▶ **INSTRUCTIONS**
[1] Can you output the passage of the BERT search engine article starting at "For using API" and ending at "wait_on_rate_limit_notify=True)"?
[2] How would you render this sentence from the BERT search engine article in Spanish: "You have been provided with API_KEY and API_SECRET."
[3] Answer these from the BERT search engine article:
(a) What command does it give for installing tweepy?
(b) Which setting must be True to avoid the API getting banned?
(c) In what format are the collected tweets finally saved?

▶ **EXTRACT PROVIDED**
— begin —

Search engine using BERT and Twitter API

This article is about creating a search engine based on the integrating one of the application of BERT ie. "Sentence Semantic Similarity" and tweets which is collected from tweepy(an twitter api to collect tweets or stream live tweets).As we already discussed about how Sentence Semantic Similarity works we are mainly going to focus on the portion of collecting tweets and integrating it with our Fine tuned BERT model , before moving forward let's see how we are going to use this parts step by step.

Getting Similarity between tweets using BERT:

We can Fine tune BERT model to get a similarity score between all possible number of pairs of search query and tweets.As BERT model gives us contextual similarity instead of just comparing the two tokens or words independently ,Before NLP approaches search engine have simple approach in which it simply tries to match the keywords with the rest of articles or tweets in this case but after Machine learning or Natural Language Processing methods introduced
search results shows a deep understanding of a of lot similar words and contextual similarity .

Using Tweepy api to collect the tweets:

Data has been collected with the help of Twitter api tweepy , Just like all api's you need to register for twitter developer account,After that you can use it with provided rate limits .There an interesting about tweepy i have discovered that using different methods to collect the data provide you with different rate limit.First Let's install it.

       !pip install tweepy

Dataset :

You can first collect the tweets around a specific topic then later on use to query it or you can simply stream live tweets and apply you query there , I'm going with first one approach as it makes easier to compare your results and observe lit bit more efficiently .These are some of the important library you need to import .

import re 
import tweepy 
from tweepy import OAuthHandler 
from tweepy import API 

#Following tow are can be used to stream the live tweets.
from tweepy.streaming import StreamListener
from tweepy import Stream

For using API you need to get permission to collect the tweets and authenticate yourself , this is done by following two commands.You have been provided with API_KEY and API_SECRET.You need to set wait_on_rate_limit=True otherwise there is a chance of your api getting banned due to exploiting data limit.

tweepy-1


API_KEY= #####
API_SECRET= #####

auth = tweepy.AppAuthHandler(API_KEY, API_SECRET)  
api = tweepy.API(auth,wait_on_rate_limit=True,
				   wait_on_rate_limit_notify=True)

Following Function tweet_collect collect the tweets using specific query as well as parameters such as maximum number of tweets and the location of file which going to have all th tweets so we can later utilize it.you can Also add the parameters such as specific location co-ordinates( geo-code) from which you want to fetch the tweets , as i have set it to absolute value of geocode which is basically pointing to the center of New Delhi,India . Other parameter is "until" and "language" which is basically the date from which you want to extract and the language you want to extract respectively , there are a lot of parameters according to your need for more know about them please visit official documentation website . Final saving format is in json so we can use it later to create the pandas dataframe as it very easy to handle and work with it.

— end —

▶ **RECORDED DATA**

— begin —

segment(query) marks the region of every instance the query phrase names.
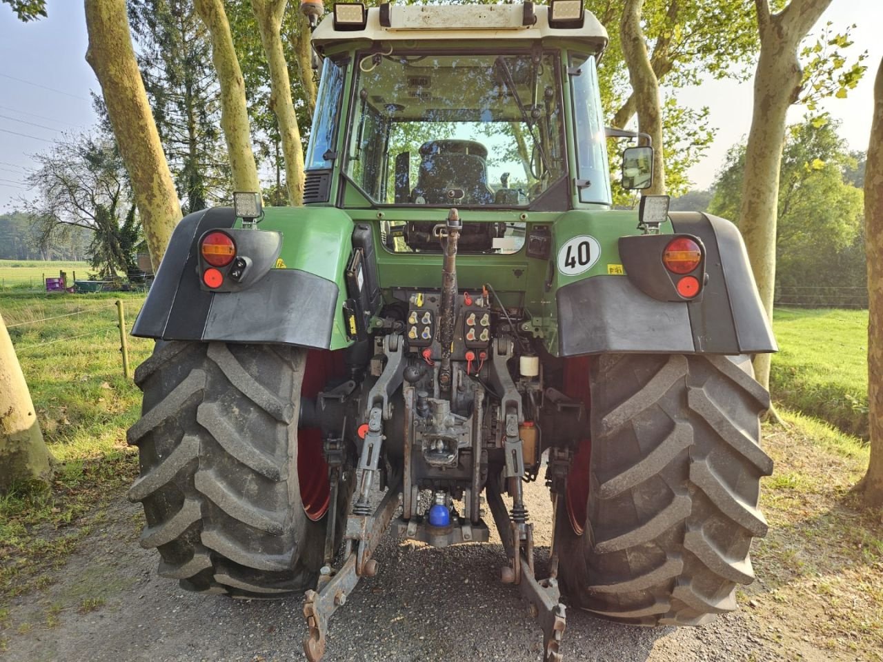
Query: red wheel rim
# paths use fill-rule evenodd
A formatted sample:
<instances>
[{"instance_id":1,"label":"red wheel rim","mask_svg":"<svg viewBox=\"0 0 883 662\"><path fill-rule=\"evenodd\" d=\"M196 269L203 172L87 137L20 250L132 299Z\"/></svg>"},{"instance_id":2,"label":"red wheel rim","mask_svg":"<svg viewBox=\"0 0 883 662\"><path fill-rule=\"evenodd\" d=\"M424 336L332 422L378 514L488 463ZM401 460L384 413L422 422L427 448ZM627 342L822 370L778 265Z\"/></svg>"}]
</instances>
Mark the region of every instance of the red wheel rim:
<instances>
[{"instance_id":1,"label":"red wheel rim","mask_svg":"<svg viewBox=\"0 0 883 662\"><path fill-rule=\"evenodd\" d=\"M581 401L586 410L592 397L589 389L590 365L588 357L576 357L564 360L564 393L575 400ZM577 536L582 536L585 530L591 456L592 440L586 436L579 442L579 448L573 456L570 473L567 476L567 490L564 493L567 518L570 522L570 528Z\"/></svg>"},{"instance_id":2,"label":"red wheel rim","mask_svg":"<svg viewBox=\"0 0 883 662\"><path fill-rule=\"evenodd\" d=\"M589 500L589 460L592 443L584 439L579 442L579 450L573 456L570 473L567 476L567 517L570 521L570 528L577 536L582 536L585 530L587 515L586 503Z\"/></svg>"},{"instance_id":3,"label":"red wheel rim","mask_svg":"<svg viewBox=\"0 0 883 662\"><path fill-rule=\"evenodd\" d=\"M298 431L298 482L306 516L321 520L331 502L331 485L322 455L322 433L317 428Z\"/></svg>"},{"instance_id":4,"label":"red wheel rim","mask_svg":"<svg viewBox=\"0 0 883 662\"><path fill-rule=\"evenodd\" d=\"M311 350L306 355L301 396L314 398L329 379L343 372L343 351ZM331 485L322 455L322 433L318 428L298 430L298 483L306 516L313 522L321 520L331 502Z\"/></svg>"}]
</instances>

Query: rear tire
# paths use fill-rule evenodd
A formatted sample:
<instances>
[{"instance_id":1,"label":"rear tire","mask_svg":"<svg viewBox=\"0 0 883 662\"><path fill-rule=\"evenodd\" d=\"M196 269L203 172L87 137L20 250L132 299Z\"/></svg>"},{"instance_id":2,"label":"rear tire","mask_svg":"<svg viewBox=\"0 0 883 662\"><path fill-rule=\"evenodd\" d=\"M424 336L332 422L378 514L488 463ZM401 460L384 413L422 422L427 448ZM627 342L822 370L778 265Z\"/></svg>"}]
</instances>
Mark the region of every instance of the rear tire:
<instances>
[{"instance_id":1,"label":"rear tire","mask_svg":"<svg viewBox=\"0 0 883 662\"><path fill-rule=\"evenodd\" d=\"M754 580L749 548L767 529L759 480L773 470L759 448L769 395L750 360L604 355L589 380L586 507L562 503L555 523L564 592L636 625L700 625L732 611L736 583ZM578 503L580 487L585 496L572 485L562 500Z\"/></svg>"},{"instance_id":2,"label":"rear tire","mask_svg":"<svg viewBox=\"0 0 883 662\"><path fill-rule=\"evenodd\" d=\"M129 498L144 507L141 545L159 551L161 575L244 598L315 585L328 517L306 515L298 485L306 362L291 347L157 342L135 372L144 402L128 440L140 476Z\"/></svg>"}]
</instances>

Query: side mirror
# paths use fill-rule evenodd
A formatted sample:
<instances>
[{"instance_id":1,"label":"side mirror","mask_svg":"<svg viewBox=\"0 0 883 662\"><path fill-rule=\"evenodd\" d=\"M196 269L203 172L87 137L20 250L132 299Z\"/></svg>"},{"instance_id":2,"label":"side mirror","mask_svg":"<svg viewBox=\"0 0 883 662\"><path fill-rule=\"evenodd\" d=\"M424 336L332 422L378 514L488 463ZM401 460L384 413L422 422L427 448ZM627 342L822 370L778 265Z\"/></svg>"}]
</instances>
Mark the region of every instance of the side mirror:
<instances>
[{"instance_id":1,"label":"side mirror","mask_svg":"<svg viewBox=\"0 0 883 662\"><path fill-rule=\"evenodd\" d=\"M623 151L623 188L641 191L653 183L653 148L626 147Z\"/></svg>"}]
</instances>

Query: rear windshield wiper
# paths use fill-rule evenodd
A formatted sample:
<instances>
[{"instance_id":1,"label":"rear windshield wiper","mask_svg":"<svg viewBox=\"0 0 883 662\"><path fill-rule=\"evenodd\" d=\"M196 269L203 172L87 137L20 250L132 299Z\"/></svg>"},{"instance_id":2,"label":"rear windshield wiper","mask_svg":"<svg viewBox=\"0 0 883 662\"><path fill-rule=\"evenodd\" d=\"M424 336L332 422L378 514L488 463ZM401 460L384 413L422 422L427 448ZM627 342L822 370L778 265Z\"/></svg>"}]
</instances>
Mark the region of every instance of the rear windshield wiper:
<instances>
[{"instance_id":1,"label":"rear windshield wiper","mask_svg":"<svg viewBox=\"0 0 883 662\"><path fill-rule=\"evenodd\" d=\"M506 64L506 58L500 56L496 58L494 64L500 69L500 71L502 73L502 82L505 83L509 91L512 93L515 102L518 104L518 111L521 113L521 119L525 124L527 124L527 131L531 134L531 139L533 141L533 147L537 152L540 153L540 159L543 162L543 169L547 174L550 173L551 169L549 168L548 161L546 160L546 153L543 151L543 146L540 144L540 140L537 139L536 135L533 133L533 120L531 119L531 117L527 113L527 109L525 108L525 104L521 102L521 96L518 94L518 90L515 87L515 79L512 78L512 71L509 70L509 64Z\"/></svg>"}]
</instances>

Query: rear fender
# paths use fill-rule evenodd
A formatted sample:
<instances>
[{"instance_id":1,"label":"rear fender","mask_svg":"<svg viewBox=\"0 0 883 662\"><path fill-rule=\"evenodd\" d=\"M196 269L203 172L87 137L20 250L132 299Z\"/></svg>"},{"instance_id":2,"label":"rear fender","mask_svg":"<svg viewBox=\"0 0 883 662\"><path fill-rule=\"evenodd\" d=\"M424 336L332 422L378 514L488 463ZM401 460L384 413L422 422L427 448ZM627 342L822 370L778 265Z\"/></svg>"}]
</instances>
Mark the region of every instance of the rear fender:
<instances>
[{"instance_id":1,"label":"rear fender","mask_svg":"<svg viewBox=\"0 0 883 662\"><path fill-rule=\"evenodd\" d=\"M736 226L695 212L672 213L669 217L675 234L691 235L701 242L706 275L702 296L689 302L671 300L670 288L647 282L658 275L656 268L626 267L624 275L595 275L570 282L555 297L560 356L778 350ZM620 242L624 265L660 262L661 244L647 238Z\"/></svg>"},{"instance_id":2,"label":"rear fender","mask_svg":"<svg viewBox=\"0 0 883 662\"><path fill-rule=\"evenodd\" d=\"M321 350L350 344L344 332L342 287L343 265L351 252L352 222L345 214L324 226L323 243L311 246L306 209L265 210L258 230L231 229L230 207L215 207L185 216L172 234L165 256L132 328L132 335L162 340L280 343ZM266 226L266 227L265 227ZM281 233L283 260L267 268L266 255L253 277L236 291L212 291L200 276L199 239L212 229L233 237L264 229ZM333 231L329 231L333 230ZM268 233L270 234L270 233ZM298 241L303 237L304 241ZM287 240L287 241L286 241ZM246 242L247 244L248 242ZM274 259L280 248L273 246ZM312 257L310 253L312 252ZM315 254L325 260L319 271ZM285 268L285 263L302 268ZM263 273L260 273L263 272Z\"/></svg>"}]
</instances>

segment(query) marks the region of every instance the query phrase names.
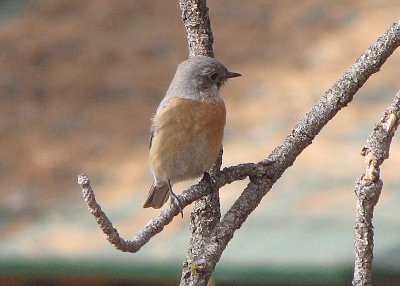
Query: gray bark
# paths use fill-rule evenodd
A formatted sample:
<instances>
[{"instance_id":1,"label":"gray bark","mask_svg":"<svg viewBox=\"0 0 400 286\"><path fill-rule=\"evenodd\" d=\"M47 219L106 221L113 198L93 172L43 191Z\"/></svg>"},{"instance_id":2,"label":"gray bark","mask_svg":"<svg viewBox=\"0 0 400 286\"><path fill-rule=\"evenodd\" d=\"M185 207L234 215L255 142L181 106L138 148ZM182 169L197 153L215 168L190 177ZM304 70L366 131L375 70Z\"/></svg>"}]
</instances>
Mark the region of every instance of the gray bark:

— end —

▶ **TASK ANSWERS**
[1]
For using API you need to get permission to collect the tweets and authenticate yourself , this is done by following two commands.You have been provided with API_KEY and API_SECRET.You need to set wait_on_rate_limit=True otherwise there is a chance of your api getting banned due to exploiting data limit.

tweepy-1


API_KEY= #####
API_SECRET= #####

auth = tweepy.AppAuthHandler(API_KEY, API_SECRET)  
api = tweepy.API(auth,wait_on_rate_limit=True,
				   wait_on_rate_limit_notify=True)

[2] Se te han proporcionado API_KEY y API_SECRET.

[3]
(a) !pip install tweepy
(b) wait_on_rate_limit
(c) JSON